**Lesetext**
★ ★ ★ ★ ★
Immer öfter werden Schulschliessungen diskutiert, um die Ausbreitung des Coronavirus zu stoppen. Was ist der Beitrag der Lüftungsexperten, die man ja selten in dieser Debatte hört?
Gebäudetechniker können aufzeigen, wie mit klugen Lüftungsstragien das Risiko einer Ansteckung wesentlich reduziert werden kann. Lüften hilft, sogar sehr viel. Doch wir können das Risiko mit einer noch so ausgefeilten Lüftungstechnik nicht auf Null reduzieren. Das zeigt ein einfaches Rechenbeispiel:
Stellen wir uns ein Schulzimmer mit 29 Schüler/innen und einer Lehrperson vor. Jemand aus der Klasse emittiert Viren. Und nehmen wir an, dass das virenbelastete Aerosol gleichmässig im Klassenzimmer verteilt worden ist.
★ ★ ★ ★ ★
**Aufgeführte Daten**
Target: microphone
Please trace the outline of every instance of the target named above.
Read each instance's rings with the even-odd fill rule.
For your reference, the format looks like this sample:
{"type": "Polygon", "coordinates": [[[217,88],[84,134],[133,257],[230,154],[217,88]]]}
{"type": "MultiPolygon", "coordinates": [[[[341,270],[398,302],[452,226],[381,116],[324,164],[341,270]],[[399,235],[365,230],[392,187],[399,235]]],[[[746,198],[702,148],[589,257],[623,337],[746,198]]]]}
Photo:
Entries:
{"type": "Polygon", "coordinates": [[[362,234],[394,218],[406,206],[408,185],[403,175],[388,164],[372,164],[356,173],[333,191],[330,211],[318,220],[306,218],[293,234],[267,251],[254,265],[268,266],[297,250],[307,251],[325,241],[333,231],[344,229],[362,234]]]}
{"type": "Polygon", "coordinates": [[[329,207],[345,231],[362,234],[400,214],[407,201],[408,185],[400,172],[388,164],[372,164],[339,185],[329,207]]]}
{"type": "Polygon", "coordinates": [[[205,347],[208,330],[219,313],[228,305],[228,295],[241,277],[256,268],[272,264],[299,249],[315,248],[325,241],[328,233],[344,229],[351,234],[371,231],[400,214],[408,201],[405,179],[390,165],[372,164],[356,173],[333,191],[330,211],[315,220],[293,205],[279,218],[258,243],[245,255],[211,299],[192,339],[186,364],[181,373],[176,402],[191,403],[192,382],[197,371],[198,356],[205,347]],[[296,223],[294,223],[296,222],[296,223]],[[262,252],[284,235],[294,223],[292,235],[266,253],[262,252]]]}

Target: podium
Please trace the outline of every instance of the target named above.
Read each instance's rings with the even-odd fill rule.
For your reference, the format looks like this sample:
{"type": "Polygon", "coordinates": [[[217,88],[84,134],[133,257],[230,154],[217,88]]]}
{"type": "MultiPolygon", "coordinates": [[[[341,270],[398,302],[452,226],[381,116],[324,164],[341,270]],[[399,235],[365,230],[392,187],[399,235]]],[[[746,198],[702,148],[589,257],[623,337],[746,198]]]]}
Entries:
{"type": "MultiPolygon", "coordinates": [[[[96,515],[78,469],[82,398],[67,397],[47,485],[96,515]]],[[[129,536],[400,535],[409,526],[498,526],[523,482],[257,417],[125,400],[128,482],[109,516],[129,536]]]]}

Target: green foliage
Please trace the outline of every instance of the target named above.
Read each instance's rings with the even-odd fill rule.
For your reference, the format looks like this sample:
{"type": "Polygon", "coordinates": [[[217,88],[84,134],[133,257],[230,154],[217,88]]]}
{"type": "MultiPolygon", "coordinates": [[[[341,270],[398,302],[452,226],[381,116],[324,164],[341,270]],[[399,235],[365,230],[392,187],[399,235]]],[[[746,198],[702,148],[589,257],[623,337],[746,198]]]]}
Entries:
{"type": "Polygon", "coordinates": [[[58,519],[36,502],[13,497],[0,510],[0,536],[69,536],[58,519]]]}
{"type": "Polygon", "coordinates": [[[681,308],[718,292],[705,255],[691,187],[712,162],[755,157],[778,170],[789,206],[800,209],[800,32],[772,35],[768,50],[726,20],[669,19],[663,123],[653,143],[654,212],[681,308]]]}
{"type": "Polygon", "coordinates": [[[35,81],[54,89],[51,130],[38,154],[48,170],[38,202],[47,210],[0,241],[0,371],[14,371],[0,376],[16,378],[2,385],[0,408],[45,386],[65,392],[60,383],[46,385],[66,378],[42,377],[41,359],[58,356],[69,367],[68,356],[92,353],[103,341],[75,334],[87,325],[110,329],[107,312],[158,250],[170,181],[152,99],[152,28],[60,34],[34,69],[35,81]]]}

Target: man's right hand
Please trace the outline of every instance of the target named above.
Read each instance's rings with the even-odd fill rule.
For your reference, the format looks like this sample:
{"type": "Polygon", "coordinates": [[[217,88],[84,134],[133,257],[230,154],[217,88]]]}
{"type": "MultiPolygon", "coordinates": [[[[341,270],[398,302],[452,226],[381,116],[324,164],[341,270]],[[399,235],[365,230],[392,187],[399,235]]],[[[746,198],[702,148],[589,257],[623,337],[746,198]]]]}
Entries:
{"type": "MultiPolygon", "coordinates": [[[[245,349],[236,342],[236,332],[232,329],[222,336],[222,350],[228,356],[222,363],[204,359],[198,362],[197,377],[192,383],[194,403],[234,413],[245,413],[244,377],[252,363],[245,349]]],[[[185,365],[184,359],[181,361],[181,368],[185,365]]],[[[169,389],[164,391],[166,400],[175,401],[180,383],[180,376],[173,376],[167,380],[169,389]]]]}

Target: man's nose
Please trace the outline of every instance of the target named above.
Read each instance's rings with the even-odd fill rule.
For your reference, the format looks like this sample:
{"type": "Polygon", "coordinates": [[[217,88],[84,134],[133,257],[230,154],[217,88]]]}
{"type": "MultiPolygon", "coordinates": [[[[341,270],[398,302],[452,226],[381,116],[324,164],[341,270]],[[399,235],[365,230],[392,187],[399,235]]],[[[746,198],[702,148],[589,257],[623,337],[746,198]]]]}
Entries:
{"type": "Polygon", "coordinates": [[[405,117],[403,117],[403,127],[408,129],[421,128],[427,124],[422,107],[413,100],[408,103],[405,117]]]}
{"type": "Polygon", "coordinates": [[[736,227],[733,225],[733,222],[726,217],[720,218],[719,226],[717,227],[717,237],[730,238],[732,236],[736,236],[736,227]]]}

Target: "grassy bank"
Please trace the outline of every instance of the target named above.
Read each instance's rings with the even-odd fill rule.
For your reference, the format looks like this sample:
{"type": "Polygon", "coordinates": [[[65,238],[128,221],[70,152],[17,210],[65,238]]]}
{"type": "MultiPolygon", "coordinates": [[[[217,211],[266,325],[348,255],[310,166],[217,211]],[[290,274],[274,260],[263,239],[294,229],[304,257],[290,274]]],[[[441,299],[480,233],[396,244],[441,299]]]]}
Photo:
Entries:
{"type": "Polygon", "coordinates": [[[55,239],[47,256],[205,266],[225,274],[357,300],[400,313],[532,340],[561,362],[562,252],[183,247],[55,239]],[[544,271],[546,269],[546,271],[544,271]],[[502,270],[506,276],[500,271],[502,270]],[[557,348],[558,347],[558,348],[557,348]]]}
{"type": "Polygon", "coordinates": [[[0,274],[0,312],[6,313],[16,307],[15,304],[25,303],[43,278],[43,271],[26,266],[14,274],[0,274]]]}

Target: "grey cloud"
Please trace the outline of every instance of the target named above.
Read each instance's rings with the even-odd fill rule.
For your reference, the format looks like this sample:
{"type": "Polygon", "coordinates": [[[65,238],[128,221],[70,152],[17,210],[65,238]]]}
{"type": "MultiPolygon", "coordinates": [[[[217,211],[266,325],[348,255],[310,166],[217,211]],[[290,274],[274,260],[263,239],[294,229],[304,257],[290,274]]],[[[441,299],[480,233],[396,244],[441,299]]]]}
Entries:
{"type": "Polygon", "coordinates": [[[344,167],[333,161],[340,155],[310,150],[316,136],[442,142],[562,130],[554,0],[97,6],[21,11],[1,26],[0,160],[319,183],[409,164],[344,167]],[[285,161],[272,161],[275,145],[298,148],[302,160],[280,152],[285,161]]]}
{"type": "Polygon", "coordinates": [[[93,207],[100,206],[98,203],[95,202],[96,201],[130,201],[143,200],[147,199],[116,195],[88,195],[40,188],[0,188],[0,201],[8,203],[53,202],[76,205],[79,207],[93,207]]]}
★ ★ ★ ★ ★
**Aufgaben**
1. Geben Sie einen Abschnitt aus dem Lesetext über das Lüften in Schulen wörtlich wieder. Beginnen Sie bei den Worten „Immer öfter werden“ und hören Sie nach „verteilt worden ist.“ auf.
2. Beantworten Sie die folgenden Fragen zum Lesetext über das Lüften in Schulen.
(a) Welche Fachleute können laut Text aufzeigen, wie sich das Ansteckungsrisiko durch kluge Lüftungsstrategien verringern lässt?
(b) Lässt sich das Risiko nach dem Text mit ausgefeilter Lüftungstechnik auf Null senken?
(c) Wie viele Schüler/innen sitzen in dem Schulzimmer aus dem Rechenbeispiel?
3. Schreiben Sie den Lesetext über das Lüften in Schulzimmern weiter. Setzen Sie direkt nach seinem letzten Satz an.

**Lösungen**
1.
Immer öfter werden Schulschliessungen diskutiert, um die Ausbreitung des Coronavirus zu stoppen. Was ist der Beitrag der Lüftungsexperten, die man ja selten in dieser Debatte hört?
Gebäudetechniker können aufzeigen, wie mit klugen Lüftungsstragien das Risiko einer Ansteckung wesentlich reduziert werden kann. Lüften hilft, sogar sehr viel. Doch wir können das Risiko mit einer noch so ausgefeilten Lüftungstechnik nicht auf Null reduzieren. Das zeigt ein einfaches Rechenbeispiel:
Stellen wir uns ein Schulzimmer mit 29 Schüler/innen und einer Lehrperson vor. Jemand aus der Klasse emittiert Viren. Und nehmen wir an, dass das virenbelastete Aerosol gleichmässig im Klassenzimmer verteilt worden ist.

2.
(a) Gebäudetechniker.
(b) Nein, das Risiko lässt sich auch mit einer noch so ausgefeilten Lüftungstechnik nicht auf Null reduzieren.
(c) 29 Schüler/innen.

3.
Eine mechanische Lüftung mit getrennten Zu- und Abluftkanälen ist in der Lage, mindestens zwei Luftwechsel in der Stunde zu vollziehen. Nach einer halben Stunde hat die ideale Lüftung so viel Luft ausgetauscht, wie bereits in diesem Raum vorhanden war. Die Virenlast kann so jedoch – wegen dem Verdünnungsprinzip – nur auf die Hälfte reduziert werden. Nach einer Stunde – vorausgesetzt die Lüftung durchspült den ganzen Raum – wäre das noch ein Viertel und so weiter. Bleibt die Quelle im Raum, so ist es unvermeidlich, dass sich ein gewisser Virenpegel einstellt, eine weitere Zunahme der Konzentration kann jedoch vermieden werden. Ob das reicht, um eine Ansteckung zu verhindern ist ungewiss und ist auch noch von vielen anderen Faktoren abhängig. Sicher aber ist es richtig, die Emission durch Maskentragen (FFP2) zu reduzieren.
Wie muss man sich denn die ideale Luftführung, also die Strömungsmuster, in einem typischen Klassenzimmer vorstellen?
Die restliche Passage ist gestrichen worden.